=== Begin Enclosure ===

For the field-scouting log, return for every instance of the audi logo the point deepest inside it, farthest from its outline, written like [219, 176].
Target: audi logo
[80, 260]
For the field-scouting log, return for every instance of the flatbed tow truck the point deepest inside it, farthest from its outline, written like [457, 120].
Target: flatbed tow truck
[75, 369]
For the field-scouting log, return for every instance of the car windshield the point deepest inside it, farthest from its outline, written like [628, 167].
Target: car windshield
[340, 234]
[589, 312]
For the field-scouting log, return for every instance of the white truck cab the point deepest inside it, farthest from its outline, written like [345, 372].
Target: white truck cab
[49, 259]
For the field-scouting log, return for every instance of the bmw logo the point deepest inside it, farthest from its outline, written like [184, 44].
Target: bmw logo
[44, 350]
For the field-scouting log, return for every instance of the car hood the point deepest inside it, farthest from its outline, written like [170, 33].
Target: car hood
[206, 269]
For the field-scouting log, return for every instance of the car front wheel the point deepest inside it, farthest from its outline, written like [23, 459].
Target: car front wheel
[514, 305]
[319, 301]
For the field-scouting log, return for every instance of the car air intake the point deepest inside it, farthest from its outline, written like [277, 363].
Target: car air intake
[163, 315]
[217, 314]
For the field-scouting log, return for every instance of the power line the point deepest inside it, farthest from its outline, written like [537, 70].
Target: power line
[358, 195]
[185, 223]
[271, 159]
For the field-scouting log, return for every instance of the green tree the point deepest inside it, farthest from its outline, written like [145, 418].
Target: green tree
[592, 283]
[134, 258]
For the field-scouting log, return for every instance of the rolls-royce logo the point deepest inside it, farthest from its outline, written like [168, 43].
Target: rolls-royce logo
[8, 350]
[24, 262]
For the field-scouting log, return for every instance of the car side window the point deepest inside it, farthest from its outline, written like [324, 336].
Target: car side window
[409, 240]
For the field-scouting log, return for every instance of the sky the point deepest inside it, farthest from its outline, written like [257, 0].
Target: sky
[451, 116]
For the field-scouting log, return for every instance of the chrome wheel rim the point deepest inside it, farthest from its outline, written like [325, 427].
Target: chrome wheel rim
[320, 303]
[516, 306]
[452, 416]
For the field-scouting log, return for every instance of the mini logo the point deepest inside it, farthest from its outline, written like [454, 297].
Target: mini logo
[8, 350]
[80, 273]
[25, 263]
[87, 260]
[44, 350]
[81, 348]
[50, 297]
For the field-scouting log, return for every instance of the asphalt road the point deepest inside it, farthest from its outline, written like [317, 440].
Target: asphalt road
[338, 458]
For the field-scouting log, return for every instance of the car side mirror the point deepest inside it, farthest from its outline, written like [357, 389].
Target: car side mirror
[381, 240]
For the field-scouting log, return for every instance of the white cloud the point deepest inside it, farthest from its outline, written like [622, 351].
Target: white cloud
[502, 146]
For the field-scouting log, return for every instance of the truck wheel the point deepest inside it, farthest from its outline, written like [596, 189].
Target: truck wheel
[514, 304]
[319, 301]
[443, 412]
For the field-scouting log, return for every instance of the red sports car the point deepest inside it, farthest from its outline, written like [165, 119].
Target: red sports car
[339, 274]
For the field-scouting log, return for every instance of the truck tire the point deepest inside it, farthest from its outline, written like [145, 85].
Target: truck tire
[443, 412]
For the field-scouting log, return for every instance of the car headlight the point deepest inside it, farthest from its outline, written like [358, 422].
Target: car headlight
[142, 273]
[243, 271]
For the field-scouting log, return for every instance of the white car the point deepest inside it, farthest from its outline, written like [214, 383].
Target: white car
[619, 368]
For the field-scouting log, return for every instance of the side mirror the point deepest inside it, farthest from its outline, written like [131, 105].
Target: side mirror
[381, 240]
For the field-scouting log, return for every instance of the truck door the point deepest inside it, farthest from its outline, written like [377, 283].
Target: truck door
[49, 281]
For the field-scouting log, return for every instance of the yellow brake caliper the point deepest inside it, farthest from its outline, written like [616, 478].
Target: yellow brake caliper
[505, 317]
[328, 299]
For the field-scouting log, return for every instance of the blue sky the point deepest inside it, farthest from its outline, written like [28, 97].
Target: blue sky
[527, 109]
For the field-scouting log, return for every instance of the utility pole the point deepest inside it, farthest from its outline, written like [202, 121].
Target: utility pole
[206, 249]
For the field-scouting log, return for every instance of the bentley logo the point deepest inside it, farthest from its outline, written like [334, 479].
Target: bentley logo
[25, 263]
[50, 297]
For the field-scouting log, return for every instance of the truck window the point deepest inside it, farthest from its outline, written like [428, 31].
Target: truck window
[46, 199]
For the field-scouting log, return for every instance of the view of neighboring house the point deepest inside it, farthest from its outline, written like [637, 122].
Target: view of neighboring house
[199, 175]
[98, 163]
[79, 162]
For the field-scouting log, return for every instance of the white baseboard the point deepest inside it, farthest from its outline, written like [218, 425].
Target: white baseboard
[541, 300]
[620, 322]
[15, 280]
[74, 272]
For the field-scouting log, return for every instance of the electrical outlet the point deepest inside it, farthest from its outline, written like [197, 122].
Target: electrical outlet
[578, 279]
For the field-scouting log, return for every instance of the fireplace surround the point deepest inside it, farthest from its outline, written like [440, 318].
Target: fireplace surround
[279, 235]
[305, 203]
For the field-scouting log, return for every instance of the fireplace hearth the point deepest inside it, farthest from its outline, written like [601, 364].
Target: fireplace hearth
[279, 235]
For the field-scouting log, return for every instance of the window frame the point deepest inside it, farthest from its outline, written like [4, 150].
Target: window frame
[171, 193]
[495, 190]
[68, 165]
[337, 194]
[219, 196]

=== End Enclosure ===

__Description of the task__:
Output the listing above word for word.

__Response__:
For the field-scouting log, return for every instance of the audi logo the point deepest inside it, farthest from its outline, written like [219, 176].
Target: audi logo
[80, 260]
For the field-scouting log, return for every instance of the flatbed tow truck the point deepest inside it, farthest from its outline, written like [457, 120].
Target: flatbed tow truck
[75, 369]
For the field-scouting log, return for every instance of the car windshield the point deepest inside it, farthest from its outline, written like [628, 167].
Target: car windshield
[340, 234]
[589, 312]
For the field-scouting log, return for every instance of the white truck cab the point deepest inside it, farthest from its outline, written like [345, 372].
Target: white truck cab
[49, 259]
For the field-scouting log, return for every instance of the bmw logo the point deepest inside it, farthest from its outline, written like [184, 44].
Target: bmw logo
[44, 350]
For the field-scouting log, return for every instance of the car hood the point deepest inside it, farthest from its outline, written like [170, 33].
Target: car hood
[206, 269]
For the field-scouting log, return for every instance of the car front wheel the point deepest inside it, farthest from its outline, written like [23, 459].
Target: car front wheel
[514, 305]
[319, 301]
For the field-scouting log, return for every instance of the car air intake the point deepest inside it, farthest from its outline, written like [277, 363].
Target: car air intake
[163, 315]
[217, 314]
For the field-scouting log, return for every instance of the power line the point deepest inside it, farthest from its outline, written like [537, 70].
Target: power line
[358, 195]
[185, 223]
[271, 159]
For the field-scouting log, return for every instance of the green tree the point deepest inside it, farthest from its outline, written like [145, 418].
Target: green tree
[592, 283]
[134, 258]
For the field-scouting log, return for every instance of the rolls-royce logo the point deepest inside it, farthest from its outline, written like [168, 43].
Target: rolls-royce logo
[8, 350]
[24, 262]
For the field-scouting log, return for every instance of the car side window the point deepest inside it, farthest from its outline, written like [324, 336].
Target: car side window
[409, 240]
For the field-scouting log, return for every instance of the sky the point deepest inside it, farthest from its outline, written like [257, 0].
Target: sky
[451, 116]
For the field-scouting log, return for every instance of the chrome wheel rim the point deepest inside it, farthest from its outline, written like [325, 427].
Target: chrome wheel rim
[320, 303]
[516, 306]
[452, 416]
For the field-scouting log, return for every instance of the mini logo the point deepest inside it, farthest from its outline, written like [454, 297].
Target: mini logo
[8, 350]
[80, 273]
[25, 263]
[87, 260]
[44, 350]
[81, 348]
[50, 297]
For the field-scouting log, return for every instance of the asphalt road the point deepest inside it, farthest from its outline, written like [317, 440].
Target: asphalt road
[338, 458]
For the field-scouting log, return for every instance of the car side mirror the point deepest inside it, farthest from its outline, written like [357, 389].
Target: car side mirror
[381, 240]
For the field-scouting log, return for every instance of the white cloud the point deepest inside it, farthest from its outline, written like [622, 351].
Target: white cloud
[502, 146]
For the field-scouting log, return for every instance of the truck wheel the point deepest inside it, farthest from its outline, written like [596, 189].
Target: truck wheel
[514, 304]
[319, 301]
[443, 412]
For the field-scouting log, return for every instance of the red sports car the point deepest inside it, farthest from its outline, written like [165, 119].
Target: red sports car
[339, 274]
For the field-scouting log, return for every instance of the truck tire the point deepest inside it, farthest from its outline, written like [145, 85].
Target: truck tire
[443, 412]
For the field-scouting log, return for every instance of the car headlight the point deepest inside it, farthest from its outline, written like [358, 422].
Target: car headlight
[142, 273]
[243, 271]
For the field-scouting log, return for every instance of the white car the point deepest inside it, farthest from its outline, written like [214, 383].
Target: white car
[619, 368]
For the field-scouting log, return for every instance of the side mirror the point deepest inside it, farthest from its outline, written like [131, 105].
Target: side mirror
[381, 240]
For the field-scouting log, return for every instance of the truck door the point deepest inside it, farthest from its outline, written like [377, 283].
Target: truck door
[49, 281]
For the field-scouting log, return for every instance of the yellow brake caliper the point deepest inside it, farthest from its outline, written like [616, 478].
Target: yellow brake caliper
[505, 317]
[328, 299]
For the field-scouting log, return for every instance of the blue sky the point deepest inside it, farthest from its outline, written like [28, 97].
Target: blue sky
[527, 109]
For the field-scouting log, return for every instance of the utility pole the point deepest inside it, farthest from its outline, written like [202, 121].
Target: utility pole
[206, 249]
For the field-scouting log, return for every instance of the bentley logo the point deepest inside it, farthest from its outline, written like [334, 479].
Target: bentley logo
[25, 263]
[50, 297]
For the field-scouting log, return for every instance of the truck window the point deepest inside it, farthest from its outline, written like [428, 31].
Target: truck window
[46, 199]
For the field-scouting log, return for every instance of the view of neighboring house the point deepest inside it, farthest from its outline, written like [637, 122].
Target: view of neighboring house
[199, 175]
[98, 163]
[79, 162]
For the field-scouting log, return for every instance of the white baseboard the point deepest inside it, farthest from its outline, written like [218, 425].
Target: white baseboard
[541, 300]
[620, 322]
[15, 280]
[74, 272]
For the field-scouting log, return for every instance of the electrical outlet the point deepest inside it, farthest from its outline, written like [197, 122].
Target: electrical outlet
[578, 279]
For the field-scouting log, return for every instance of the fireplace surround the point deepest inside it, farthest from its outline, written like [440, 318].
Target: fireplace surround
[279, 235]
[305, 203]
For the field-scouting log, return for every instance of the fireplace hearth the point deepest inside it, farthest from its outline, written like [601, 364].
Target: fireplace hearth
[279, 235]
For the field-scouting log, return for every instance of the window frame the point deepest inside it, farthest from its outline, written like [4, 150].
Target: window frame
[171, 193]
[495, 190]
[68, 165]
[337, 194]
[219, 196]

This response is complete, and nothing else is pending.